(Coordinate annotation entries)
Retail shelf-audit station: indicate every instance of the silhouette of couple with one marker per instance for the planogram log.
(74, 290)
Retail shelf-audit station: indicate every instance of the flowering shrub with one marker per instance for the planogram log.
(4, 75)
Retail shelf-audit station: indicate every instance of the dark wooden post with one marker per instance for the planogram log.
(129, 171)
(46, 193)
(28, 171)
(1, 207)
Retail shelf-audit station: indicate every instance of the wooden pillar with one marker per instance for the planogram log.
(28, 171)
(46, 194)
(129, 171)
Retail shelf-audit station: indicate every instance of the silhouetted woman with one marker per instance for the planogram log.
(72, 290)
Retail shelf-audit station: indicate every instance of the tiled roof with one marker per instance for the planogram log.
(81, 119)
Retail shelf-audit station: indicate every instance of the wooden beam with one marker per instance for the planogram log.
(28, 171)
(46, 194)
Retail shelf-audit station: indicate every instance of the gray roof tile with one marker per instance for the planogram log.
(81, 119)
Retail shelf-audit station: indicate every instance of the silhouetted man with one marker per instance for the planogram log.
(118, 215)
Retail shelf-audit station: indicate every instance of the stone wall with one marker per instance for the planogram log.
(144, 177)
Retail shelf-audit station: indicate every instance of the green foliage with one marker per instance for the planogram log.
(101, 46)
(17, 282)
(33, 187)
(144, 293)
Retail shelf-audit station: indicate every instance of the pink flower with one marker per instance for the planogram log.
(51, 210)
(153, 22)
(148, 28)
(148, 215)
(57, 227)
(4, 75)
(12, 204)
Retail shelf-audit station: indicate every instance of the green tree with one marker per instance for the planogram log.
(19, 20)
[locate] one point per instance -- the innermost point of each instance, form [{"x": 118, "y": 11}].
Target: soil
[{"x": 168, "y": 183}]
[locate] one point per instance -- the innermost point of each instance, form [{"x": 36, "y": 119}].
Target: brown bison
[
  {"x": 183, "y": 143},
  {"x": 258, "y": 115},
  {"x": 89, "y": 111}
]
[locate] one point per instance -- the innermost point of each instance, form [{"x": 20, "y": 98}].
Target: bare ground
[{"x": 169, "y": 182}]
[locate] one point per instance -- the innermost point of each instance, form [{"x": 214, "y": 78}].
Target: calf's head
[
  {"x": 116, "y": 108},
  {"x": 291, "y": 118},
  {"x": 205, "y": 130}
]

...

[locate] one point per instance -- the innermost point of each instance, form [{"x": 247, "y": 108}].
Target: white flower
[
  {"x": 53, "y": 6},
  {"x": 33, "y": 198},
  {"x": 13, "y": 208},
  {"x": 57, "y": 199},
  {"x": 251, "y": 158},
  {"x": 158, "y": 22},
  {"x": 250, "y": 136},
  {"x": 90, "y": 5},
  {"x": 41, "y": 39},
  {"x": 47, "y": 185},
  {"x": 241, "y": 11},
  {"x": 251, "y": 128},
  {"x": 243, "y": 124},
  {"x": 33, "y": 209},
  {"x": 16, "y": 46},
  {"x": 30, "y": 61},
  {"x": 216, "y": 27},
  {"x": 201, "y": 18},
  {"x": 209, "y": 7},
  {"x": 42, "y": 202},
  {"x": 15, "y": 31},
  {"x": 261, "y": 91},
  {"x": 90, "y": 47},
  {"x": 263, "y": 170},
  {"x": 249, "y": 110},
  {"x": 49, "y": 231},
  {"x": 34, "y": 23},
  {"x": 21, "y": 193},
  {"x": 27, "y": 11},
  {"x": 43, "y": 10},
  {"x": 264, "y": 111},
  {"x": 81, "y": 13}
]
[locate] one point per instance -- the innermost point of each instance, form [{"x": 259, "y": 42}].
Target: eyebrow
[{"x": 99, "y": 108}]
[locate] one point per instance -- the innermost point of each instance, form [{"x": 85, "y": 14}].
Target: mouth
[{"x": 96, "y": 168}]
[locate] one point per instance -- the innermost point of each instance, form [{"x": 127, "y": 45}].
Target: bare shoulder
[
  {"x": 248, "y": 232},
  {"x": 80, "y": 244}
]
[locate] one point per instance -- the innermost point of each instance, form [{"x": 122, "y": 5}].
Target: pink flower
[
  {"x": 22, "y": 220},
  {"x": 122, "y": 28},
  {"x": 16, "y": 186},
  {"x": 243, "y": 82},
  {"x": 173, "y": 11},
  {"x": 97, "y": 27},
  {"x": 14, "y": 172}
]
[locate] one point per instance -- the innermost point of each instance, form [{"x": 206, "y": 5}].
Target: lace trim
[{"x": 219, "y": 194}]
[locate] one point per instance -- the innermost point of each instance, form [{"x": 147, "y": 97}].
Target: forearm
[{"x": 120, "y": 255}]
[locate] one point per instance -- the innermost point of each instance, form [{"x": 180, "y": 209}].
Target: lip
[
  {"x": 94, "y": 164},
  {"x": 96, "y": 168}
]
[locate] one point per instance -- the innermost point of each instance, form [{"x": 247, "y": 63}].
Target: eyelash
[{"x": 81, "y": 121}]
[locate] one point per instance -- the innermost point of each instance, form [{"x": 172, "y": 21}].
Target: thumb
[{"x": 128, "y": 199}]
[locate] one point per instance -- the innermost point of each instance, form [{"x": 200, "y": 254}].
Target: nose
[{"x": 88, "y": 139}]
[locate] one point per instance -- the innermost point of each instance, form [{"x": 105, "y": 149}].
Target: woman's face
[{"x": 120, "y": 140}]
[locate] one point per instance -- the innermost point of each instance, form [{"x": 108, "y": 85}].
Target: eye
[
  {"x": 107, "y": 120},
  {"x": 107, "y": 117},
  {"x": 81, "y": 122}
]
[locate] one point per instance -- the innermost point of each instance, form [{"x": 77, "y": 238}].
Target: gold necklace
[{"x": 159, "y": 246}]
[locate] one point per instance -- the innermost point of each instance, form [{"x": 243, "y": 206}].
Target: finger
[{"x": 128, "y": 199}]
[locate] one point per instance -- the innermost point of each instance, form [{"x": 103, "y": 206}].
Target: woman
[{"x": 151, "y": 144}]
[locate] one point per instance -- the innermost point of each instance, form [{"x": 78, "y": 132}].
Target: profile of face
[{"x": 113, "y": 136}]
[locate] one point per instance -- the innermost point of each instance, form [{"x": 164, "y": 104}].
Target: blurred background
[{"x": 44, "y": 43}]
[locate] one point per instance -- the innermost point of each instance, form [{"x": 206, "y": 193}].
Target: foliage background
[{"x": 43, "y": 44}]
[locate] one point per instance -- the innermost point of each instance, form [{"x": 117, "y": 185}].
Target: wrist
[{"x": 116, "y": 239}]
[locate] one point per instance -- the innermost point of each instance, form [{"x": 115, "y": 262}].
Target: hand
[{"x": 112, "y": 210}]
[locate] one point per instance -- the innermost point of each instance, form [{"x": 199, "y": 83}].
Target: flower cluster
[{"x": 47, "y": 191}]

## Directions for this task
Show every line in the records above that contains the word "roof". Case counts.

## Solution to the problem
Retail shelf-audit station: indicate every instance of the tiled roof with one marker per instance for the planogram log.
Retail shelf-audit station: indicate every instance of the gray roof tile with one marker per instance for the planogram log.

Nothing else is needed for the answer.